**Listed records:**
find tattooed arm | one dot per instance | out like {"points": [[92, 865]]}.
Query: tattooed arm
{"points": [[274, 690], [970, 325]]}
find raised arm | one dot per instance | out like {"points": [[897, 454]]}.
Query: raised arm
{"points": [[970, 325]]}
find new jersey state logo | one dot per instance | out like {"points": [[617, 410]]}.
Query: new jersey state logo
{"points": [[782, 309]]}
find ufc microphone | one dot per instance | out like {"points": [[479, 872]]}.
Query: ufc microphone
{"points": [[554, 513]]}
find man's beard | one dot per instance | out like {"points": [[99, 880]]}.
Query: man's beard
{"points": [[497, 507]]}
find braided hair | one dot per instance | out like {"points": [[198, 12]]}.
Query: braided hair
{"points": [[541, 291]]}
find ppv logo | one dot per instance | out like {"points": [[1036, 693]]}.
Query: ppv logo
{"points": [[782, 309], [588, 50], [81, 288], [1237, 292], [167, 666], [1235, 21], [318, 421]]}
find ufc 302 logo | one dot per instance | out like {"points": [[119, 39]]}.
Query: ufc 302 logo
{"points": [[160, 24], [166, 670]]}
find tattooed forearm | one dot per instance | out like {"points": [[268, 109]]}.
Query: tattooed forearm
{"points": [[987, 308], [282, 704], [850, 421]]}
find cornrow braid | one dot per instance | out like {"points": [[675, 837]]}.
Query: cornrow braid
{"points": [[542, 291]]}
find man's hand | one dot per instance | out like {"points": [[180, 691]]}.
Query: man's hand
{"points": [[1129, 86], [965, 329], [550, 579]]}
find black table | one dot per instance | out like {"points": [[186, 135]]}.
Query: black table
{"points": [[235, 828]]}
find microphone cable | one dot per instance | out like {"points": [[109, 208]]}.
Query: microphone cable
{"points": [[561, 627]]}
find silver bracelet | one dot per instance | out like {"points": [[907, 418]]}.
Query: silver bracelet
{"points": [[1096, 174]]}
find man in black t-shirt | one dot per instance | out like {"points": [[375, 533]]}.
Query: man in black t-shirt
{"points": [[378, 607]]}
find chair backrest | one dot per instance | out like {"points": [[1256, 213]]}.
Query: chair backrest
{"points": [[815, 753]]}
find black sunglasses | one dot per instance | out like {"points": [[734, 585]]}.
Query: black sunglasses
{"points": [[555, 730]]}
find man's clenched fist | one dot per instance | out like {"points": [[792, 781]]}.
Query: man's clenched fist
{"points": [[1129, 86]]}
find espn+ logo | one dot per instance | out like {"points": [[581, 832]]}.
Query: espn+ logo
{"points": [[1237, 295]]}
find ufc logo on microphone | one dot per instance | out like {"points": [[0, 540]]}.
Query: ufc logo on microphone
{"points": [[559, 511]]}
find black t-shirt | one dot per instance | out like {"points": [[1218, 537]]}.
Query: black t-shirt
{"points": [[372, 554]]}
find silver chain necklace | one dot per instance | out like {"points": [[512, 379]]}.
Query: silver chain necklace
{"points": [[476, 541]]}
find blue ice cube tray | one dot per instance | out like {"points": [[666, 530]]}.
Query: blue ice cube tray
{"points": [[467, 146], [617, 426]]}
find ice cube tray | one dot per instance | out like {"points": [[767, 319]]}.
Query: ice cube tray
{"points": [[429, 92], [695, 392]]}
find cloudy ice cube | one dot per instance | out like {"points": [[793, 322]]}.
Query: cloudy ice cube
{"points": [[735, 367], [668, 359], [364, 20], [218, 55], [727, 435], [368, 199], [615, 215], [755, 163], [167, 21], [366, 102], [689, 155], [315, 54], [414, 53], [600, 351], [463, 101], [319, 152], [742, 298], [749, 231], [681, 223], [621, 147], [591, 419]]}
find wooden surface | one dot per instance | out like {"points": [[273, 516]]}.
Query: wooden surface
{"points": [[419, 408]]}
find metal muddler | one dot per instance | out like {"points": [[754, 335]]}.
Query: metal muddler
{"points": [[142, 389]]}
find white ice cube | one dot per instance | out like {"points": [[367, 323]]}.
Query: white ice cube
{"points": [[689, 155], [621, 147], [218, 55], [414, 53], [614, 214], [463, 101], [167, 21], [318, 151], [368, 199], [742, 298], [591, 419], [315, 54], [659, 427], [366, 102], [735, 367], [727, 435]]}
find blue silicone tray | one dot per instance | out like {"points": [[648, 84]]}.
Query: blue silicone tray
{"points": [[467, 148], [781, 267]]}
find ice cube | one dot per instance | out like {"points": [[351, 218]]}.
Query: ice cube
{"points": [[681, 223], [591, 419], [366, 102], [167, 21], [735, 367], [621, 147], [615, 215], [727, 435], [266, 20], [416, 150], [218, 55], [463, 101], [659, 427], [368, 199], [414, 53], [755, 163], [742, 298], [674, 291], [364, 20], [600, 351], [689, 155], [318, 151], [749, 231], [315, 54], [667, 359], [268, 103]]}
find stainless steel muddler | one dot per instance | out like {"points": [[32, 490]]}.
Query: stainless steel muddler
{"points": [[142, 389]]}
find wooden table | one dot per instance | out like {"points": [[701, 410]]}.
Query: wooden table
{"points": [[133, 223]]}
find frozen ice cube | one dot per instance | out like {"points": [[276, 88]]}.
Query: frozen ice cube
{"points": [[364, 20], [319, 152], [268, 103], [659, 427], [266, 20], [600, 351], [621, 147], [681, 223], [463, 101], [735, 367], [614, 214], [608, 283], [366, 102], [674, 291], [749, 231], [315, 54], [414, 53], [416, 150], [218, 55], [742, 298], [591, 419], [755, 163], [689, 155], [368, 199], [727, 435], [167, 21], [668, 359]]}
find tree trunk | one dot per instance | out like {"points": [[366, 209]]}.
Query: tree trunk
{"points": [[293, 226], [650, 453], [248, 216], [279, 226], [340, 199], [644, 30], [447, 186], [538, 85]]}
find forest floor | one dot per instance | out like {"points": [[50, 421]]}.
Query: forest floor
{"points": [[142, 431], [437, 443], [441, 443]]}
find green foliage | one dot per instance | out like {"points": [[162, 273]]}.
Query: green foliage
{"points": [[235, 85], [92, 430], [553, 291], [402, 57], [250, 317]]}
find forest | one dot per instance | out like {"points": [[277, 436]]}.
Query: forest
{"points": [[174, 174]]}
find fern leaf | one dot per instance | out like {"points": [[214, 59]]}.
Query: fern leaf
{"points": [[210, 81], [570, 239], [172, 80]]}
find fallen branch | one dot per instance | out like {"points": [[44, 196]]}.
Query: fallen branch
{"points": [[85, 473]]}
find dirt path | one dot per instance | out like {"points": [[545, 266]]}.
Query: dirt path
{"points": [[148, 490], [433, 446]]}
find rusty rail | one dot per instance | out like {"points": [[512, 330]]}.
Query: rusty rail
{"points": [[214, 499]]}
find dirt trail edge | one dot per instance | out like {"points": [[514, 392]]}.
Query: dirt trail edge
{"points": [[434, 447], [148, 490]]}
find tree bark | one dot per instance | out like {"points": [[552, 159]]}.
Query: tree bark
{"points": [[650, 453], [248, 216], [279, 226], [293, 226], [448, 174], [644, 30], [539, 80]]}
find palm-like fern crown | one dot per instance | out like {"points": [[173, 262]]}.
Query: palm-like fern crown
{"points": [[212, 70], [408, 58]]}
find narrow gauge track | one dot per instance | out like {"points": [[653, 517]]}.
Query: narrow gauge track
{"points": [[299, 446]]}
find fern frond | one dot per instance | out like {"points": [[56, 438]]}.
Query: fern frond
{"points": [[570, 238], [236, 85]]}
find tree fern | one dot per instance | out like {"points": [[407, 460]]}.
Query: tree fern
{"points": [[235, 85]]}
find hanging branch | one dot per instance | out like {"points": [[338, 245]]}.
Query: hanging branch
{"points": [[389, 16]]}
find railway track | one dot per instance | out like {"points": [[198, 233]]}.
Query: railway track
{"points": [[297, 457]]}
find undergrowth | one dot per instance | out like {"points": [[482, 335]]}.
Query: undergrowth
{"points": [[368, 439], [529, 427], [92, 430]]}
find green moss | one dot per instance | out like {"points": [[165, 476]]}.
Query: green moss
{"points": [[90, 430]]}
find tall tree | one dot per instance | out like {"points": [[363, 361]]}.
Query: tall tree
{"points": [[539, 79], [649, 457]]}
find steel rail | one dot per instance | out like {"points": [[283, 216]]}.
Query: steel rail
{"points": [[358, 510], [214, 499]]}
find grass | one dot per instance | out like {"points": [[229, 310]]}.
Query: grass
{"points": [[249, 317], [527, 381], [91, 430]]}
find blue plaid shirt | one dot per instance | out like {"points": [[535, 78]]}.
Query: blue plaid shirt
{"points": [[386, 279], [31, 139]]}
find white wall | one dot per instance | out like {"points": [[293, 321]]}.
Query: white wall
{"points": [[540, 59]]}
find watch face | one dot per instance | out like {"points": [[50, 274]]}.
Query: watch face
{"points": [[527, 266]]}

**Short problem:** Rewrite everything from the line containing "find watch face" down to the end of the material, putting "watch dial" in place of "watch face" and leaving all else unchanged.

**Output below:**
find watch dial | one dot per instance | out like {"points": [[50, 274]]}.
Query: watch dial
{"points": [[527, 266]]}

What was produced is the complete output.